» Task statement
Turn all the rows below into a numbered list, skipping any blank lines and leaving out the pictures.

<<<<

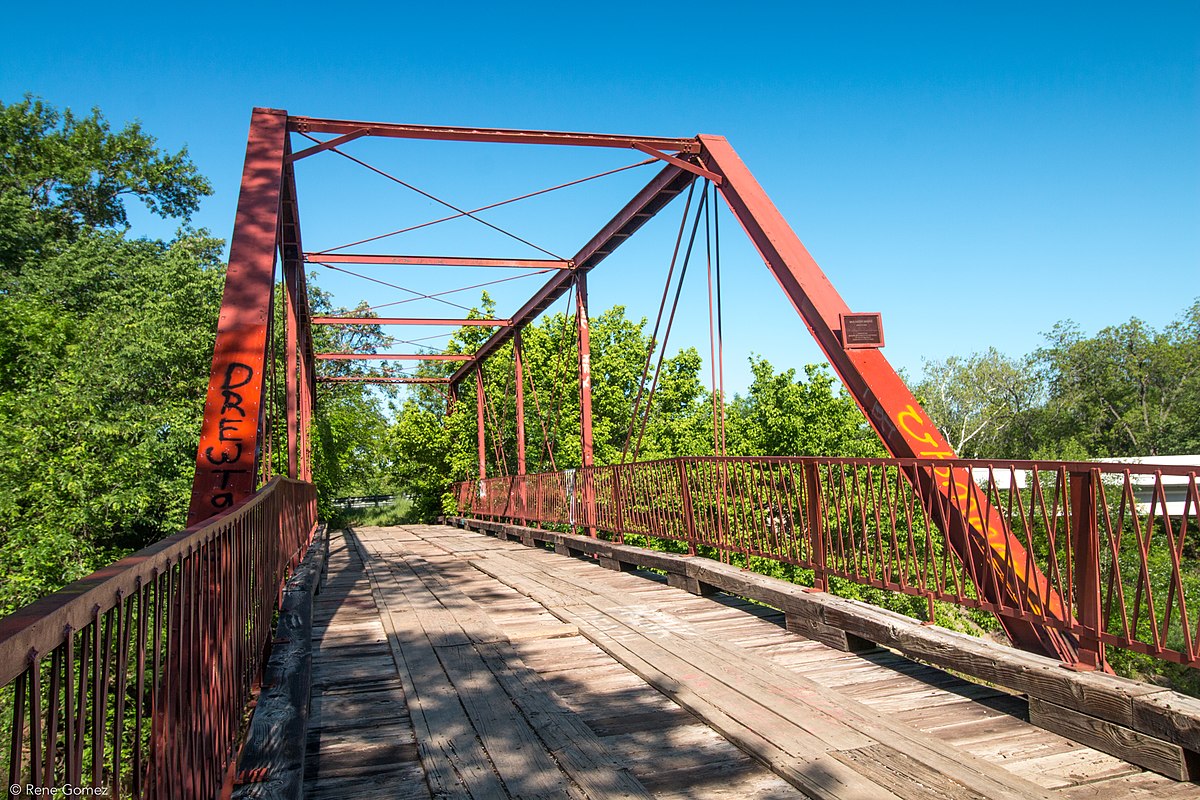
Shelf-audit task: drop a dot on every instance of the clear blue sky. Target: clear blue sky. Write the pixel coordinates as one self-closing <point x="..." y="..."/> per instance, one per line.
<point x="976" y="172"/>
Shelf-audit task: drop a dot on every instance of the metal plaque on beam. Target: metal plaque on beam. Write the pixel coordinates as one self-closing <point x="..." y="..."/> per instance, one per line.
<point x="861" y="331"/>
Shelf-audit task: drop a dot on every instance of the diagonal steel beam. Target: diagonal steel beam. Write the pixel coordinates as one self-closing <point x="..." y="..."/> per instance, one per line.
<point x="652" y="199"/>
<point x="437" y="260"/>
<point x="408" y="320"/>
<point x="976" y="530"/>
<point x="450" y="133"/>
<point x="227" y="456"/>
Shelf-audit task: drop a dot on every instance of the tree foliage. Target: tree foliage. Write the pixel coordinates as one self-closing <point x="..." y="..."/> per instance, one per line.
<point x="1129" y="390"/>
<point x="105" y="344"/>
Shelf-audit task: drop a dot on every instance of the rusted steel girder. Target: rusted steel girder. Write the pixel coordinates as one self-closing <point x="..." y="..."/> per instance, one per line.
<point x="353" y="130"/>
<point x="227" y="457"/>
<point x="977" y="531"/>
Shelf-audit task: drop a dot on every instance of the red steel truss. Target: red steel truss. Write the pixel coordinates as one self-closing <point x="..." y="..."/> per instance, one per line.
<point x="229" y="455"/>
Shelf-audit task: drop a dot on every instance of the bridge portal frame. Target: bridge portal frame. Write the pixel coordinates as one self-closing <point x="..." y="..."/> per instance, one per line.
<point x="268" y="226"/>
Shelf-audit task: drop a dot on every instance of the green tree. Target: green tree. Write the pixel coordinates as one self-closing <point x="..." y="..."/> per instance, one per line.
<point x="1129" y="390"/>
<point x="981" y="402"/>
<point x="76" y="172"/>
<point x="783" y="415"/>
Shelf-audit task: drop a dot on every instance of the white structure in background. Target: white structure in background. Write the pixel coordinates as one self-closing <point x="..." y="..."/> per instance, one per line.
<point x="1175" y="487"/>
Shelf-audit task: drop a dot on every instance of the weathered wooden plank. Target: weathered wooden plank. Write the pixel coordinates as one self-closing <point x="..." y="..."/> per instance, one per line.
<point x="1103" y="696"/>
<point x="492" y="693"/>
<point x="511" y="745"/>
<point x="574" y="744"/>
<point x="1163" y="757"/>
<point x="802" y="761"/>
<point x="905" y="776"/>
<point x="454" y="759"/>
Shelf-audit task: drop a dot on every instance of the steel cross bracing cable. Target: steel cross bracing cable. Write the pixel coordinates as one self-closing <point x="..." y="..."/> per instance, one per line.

>>>>

» Output
1. Shelf-audit task: drop a dot on every instance of the clear blue sky. Target: clear blue sky. Write the pixel coordinates as one self-closing <point x="..." y="..."/> per instance, one per line.
2. <point x="976" y="172"/>
3. Shelf-audit task: drop a dot on every instance of the metal plaque on beam. Target: metal plaque on beam. Write the pixel coordinates as one self-closing <point x="..." y="..."/> per instance, one per line.
4. <point x="861" y="331"/>
5. Shelf-audit task: drop a dot on every instance of the diagonal steel beam. Target: diagonal steel beam. Write the pixel coordinates as one self-closing <point x="..." y="..."/> per instance, one per line.
6. <point x="652" y="199"/>
7. <point x="437" y="260"/>
8. <point x="408" y="320"/>
9. <point x="976" y="530"/>
10. <point x="450" y="133"/>
11. <point x="227" y="456"/>
12. Shelf-audit task: drop a dot on every instance of the tree foliage. Target: tree foliage. Write the pixel coordinates as one self-closing <point x="..." y="..."/> per instance, one per line.
13. <point x="1129" y="390"/>
14. <point x="105" y="344"/>
15. Shelf-audit task: drop a dot on every instance of the rusted steel girder. Target: rusted steel girder. Write the pixel coordinates as one self-closing <point x="..." y="..."/> per instance, one per line.
16. <point x="353" y="130"/>
17. <point x="227" y="457"/>
18. <point x="977" y="531"/>
19. Shelf-audit task: drop a dot on every instance of the red steel truss. Target: red steel truss. Write the pixel coordinates as one self-closing <point x="..." y="..."/> per instance, one per line.
20. <point x="229" y="455"/>
21. Shelf-audit task: drop a dot on every instance of the bridge portal frame. Target: bridge portal frame. Write the pixel coordinates as one self-closing <point x="..." y="..."/> per instance, one per line.
22. <point x="268" y="226"/>
23. Shelf-audit task: drop a dot on every instance of the green tree. Target: green tree. Write the pixel coordinates as one self-closing <point x="..." y="..."/> per instance, one per line.
24. <point x="1129" y="390"/>
25. <point x="981" y="402"/>
26. <point x="76" y="172"/>
27. <point x="783" y="415"/>
28. Shelf-audit task: drop a dot on every instance of the white structure in background. Target: white structure in background. Write the pixel coordinates as one self-closing <point x="..." y="..."/> per instance, one per line.
29. <point x="1175" y="487"/>
30. Shelf-audit task: drop a dot on every instance of the weathered wooden plank. Target: weathered wooden plank. Write the pixel coordinates as one self-closing <point x="..." y="..."/> per instance, one per line.
31. <point x="1103" y="696"/>
32. <point x="492" y="693"/>
33. <point x="511" y="745"/>
34. <point x="574" y="744"/>
35. <point x="1163" y="757"/>
36. <point x="802" y="761"/>
37. <point x="905" y="776"/>
38. <point x="454" y="759"/>
39. Shelf-audit task: drop a dot on every instance of the steel cross bracing cable. Target: steel cross bracing cable. Write the pixel coordinates as one self-closing <point x="..." y="..."/> per instance, one per line.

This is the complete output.